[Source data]
****************************************
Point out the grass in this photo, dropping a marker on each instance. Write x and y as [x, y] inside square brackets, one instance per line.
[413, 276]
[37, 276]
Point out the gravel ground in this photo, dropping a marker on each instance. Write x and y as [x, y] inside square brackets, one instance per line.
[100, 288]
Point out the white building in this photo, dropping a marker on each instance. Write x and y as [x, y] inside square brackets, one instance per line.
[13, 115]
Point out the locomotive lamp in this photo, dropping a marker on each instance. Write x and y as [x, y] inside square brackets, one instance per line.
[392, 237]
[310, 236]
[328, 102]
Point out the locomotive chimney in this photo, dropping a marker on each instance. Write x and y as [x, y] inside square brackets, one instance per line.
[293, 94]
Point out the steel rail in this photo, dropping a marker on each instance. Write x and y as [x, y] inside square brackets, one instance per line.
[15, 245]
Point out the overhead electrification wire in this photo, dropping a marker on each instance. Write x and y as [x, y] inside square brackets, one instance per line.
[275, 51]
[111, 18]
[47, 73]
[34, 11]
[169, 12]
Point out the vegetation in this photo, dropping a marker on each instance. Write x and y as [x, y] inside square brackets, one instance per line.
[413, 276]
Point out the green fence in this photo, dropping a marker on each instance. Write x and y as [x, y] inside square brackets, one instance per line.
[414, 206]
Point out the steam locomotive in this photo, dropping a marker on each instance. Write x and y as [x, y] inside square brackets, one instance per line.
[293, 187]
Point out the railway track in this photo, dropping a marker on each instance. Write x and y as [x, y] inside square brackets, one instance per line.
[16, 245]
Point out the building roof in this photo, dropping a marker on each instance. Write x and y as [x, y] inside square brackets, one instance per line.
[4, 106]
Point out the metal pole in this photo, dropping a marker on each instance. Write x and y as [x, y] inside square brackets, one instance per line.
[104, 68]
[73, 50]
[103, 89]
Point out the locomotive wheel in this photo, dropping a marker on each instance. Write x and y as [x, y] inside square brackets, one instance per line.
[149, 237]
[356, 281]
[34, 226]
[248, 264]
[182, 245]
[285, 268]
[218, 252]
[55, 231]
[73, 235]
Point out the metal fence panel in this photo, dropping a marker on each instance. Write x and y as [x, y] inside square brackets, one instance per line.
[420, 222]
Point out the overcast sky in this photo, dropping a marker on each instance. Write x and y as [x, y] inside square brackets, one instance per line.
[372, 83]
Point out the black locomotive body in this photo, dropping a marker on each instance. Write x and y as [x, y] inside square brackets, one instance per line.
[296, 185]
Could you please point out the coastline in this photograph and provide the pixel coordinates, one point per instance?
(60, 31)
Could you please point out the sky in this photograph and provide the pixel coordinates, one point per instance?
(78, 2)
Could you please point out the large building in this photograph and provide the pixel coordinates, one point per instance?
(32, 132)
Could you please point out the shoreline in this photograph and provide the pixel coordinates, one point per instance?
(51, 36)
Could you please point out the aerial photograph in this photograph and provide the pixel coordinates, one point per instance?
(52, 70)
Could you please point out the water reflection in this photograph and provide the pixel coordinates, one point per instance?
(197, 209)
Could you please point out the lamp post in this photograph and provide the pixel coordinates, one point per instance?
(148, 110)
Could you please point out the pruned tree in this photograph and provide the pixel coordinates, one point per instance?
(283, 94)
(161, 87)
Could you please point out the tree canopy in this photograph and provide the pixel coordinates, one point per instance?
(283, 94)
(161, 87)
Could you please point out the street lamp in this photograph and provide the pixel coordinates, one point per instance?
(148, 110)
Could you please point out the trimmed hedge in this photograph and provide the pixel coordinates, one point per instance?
****************************************
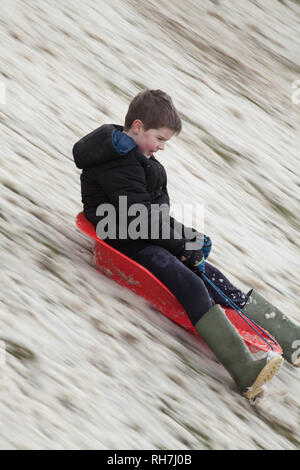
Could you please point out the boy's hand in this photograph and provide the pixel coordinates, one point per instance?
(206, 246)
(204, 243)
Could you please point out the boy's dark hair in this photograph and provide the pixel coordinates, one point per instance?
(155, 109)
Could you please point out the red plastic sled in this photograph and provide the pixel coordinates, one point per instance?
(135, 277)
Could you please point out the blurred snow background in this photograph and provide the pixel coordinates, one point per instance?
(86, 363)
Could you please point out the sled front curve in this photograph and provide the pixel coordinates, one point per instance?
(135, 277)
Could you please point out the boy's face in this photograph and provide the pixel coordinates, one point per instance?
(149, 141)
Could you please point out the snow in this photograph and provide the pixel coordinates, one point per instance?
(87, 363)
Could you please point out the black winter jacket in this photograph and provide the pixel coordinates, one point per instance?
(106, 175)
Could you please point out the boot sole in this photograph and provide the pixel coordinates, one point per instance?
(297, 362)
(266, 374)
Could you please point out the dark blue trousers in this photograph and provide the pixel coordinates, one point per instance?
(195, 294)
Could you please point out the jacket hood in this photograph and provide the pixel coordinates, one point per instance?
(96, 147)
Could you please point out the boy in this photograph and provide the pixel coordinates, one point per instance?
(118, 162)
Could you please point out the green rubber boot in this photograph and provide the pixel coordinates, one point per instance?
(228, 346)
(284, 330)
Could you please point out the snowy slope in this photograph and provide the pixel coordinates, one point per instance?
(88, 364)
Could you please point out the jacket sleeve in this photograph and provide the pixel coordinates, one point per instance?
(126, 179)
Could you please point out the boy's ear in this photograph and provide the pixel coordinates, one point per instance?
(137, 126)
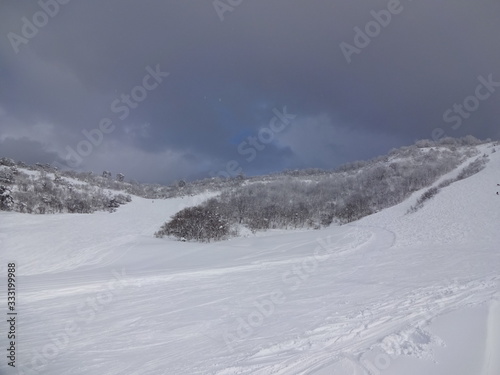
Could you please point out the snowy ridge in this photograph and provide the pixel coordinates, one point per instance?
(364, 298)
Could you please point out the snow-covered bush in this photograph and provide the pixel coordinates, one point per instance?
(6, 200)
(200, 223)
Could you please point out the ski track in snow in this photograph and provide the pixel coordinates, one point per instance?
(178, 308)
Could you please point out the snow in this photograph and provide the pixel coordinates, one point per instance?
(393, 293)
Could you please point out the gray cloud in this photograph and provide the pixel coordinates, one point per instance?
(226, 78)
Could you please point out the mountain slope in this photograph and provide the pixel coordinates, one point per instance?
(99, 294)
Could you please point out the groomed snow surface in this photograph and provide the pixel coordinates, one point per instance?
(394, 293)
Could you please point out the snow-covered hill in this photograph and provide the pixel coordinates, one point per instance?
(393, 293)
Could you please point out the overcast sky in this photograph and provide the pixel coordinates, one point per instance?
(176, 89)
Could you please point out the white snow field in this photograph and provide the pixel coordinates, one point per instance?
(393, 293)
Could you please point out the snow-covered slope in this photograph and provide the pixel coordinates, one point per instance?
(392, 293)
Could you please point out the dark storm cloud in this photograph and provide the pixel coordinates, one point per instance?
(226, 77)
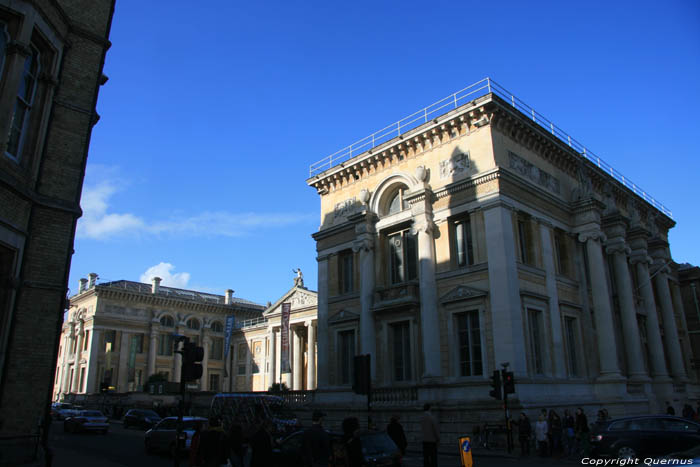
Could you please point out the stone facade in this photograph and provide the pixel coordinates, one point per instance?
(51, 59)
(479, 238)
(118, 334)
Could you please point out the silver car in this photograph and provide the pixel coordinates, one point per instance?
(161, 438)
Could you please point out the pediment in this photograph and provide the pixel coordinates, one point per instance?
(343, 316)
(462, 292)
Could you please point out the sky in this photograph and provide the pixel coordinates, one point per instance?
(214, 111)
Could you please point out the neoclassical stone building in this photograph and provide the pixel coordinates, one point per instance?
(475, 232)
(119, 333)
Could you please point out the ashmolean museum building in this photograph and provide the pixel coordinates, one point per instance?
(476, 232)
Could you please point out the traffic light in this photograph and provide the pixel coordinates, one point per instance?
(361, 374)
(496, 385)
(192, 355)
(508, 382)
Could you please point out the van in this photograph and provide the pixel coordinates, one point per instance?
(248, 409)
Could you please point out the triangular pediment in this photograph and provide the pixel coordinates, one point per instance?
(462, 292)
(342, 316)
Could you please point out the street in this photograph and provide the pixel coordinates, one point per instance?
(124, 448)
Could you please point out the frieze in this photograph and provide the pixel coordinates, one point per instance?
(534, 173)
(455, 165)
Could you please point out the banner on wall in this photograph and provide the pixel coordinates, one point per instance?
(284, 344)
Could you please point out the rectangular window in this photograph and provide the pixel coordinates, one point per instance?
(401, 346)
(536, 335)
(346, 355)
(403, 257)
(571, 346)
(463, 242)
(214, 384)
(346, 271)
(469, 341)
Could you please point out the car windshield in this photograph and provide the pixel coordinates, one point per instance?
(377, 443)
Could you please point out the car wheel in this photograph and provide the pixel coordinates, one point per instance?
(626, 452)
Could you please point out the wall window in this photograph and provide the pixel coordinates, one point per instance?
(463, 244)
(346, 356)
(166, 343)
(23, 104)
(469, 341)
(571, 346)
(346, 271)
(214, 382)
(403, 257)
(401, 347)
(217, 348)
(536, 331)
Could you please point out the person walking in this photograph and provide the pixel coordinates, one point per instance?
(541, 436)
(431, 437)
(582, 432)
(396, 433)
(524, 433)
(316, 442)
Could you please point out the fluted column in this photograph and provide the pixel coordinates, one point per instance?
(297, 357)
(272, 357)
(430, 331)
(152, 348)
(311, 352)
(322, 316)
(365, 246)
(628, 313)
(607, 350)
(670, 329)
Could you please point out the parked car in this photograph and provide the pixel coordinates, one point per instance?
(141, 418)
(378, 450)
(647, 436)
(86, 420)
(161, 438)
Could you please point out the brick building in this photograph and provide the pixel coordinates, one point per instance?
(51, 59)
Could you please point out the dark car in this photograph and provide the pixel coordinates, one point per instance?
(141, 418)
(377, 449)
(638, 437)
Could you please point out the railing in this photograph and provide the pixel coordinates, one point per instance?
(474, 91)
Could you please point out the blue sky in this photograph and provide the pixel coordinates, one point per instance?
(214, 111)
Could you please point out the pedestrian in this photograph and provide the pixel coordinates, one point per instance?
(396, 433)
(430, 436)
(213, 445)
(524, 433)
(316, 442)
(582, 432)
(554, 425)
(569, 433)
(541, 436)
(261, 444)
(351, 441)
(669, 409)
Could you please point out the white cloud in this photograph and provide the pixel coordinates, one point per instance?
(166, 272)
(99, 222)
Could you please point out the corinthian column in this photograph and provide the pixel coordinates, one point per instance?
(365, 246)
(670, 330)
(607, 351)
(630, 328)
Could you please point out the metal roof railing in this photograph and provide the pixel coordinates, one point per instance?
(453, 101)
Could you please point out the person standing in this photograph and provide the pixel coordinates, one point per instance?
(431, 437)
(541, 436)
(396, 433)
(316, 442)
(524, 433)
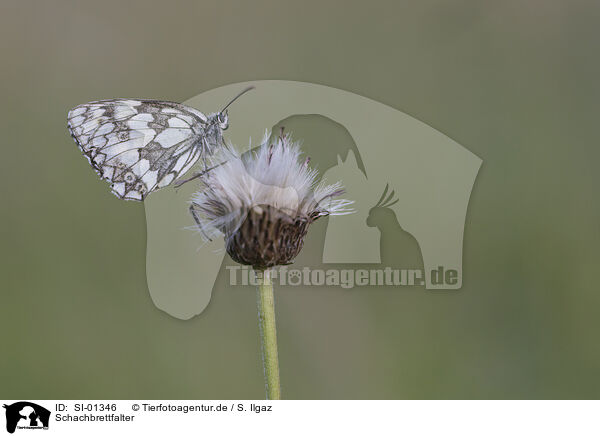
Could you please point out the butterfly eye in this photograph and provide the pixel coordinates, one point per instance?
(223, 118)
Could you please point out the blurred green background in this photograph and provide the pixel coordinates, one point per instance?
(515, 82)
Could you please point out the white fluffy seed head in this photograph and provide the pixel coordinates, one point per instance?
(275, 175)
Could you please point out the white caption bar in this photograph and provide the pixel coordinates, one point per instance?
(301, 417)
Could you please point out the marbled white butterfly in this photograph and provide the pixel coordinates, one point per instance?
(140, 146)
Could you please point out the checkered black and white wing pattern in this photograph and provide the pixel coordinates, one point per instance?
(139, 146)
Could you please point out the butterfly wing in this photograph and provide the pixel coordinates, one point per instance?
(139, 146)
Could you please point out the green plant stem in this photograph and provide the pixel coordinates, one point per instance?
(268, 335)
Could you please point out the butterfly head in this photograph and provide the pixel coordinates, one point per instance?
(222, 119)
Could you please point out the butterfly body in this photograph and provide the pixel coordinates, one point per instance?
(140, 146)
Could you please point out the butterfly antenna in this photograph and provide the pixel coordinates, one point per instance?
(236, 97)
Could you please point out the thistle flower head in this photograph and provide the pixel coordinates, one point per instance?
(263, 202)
****************************************
About this exercise →
Once you find the line with "Could you please point out the large" in the entries above, output it and each line after it up to and including the line with "Could you please point out the trimmed", and nothing else.

Solution to the problem →
Could you please point out the large building in this photograph and provide the pixel coordinates, one point per instance?
(32, 132)
Could you please point out the shoreline in this photograph and provide the pixel coordinates, one point per instance?
(51, 36)
Could you please point out the aerial photograph in this photograph and provide the pixel coordinates, one point per instance?
(52, 70)
Could you please point out the water reflection in this photograph and provide the pixel coordinates, one point per instance?
(197, 209)
Could you please point out the lamp post in this photograph and provide the pixel coordinates, one point per instance?
(148, 110)
Could you please point out the pruned tree in this photograph and provide the pixel coordinates, one point per instance?
(283, 94)
(161, 87)
Could you please point out the tree canopy in this photograph and provide the pixel coordinates, one point per instance?
(283, 94)
(161, 87)
Could you please point out the street lamp in this photograph and provide the pixel coordinates, one point per instance?
(148, 110)
Could you please point out the trimmed hedge in this photograph and provide the pixel coordinates, one point per instance?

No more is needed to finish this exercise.